== RECORDS SUPPLIED ==

━━━━━━━━━━

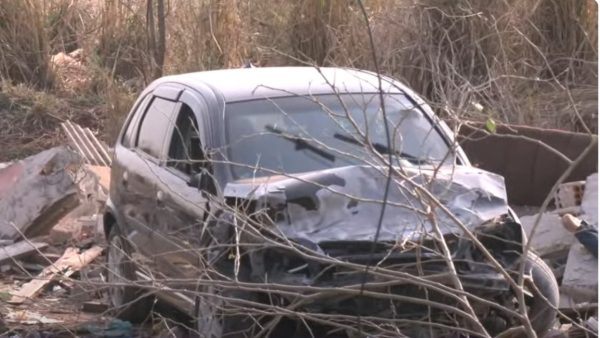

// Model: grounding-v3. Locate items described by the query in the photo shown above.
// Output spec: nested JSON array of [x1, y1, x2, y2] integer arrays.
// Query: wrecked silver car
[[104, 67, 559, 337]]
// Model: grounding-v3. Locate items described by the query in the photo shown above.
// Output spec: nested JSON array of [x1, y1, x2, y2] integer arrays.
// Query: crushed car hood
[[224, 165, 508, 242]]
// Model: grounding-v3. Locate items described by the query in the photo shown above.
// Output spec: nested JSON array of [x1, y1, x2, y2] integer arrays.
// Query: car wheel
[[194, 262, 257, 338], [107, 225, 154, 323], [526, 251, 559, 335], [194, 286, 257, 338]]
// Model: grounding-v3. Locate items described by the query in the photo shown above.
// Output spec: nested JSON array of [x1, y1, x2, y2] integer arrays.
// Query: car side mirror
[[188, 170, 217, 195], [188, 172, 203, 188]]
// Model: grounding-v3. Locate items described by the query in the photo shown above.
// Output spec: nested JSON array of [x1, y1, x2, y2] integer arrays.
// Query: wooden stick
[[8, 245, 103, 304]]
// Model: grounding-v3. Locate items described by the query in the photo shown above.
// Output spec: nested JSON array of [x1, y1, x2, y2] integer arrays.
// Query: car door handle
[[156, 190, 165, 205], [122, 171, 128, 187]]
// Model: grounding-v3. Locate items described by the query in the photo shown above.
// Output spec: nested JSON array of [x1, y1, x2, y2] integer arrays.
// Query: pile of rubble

━━━━━━━━━━

== GOAL OF THE EXERCISE ==
Return the complete data unchanged and include none of the pictures.

== ANSWER SPACE ==
// Model: grounding-v3. Locate items described by the query in the photo shown above.
// Output spec: nested JSON array of [x1, y1, x2, y2] integer arrays.
// Query: wrecked silver car
[[104, 67, 559, 337]]
// Model: grounding-v3. Locate items described by the query in the photo shown above.
// Output spec: nested JSON array of [x1, y1, x2, y2] integer arrays.
// Query: crushed car hood
[[224, 165, 508, 242]]
// Model: grounding-v3. Locate items described by the query in the photo shown above.
// Output spec: nested JSON array of [x1, y1, x2, y2] integer arrays.
// Query: car wheel
[[194, 262, 257, 338], [107, 225, 154, 323], [526, 251, 559, 335], [194, 286, 257, 338]]
// Model: grounding-v3. Locate items described by the query in the photo shown above.
// Output spec: nested JSON array of [x1, y1, x2, y2] integer arrays.
// Query: car side mirror
[[188, 170, 217, 195], [188, 172, 203, 188]]
// Model: grounding-v3. Locate items described by the query in the photo shown above.
// Output spec: nested JSON array of [x1, y1, x2, y2] integer arrays.
// Query: wooden stick
[[8, 245, 103, 304]]
// Model: grounding-v3. Locate items described by the query in the photo shown above.
// Output spec: nested JSON array of [x1, y1, x2, y2] integer arrays.
// Query: car door handle
[[156, 190, 165, 205], [122, 171, 128, 187]]
// Model: grounding-v3. Locate items described by the query in the photo shown above.
// Output spec: nested JSON array of [x1, y1, x2, y2] integer arrays.
// Query: pile of rubble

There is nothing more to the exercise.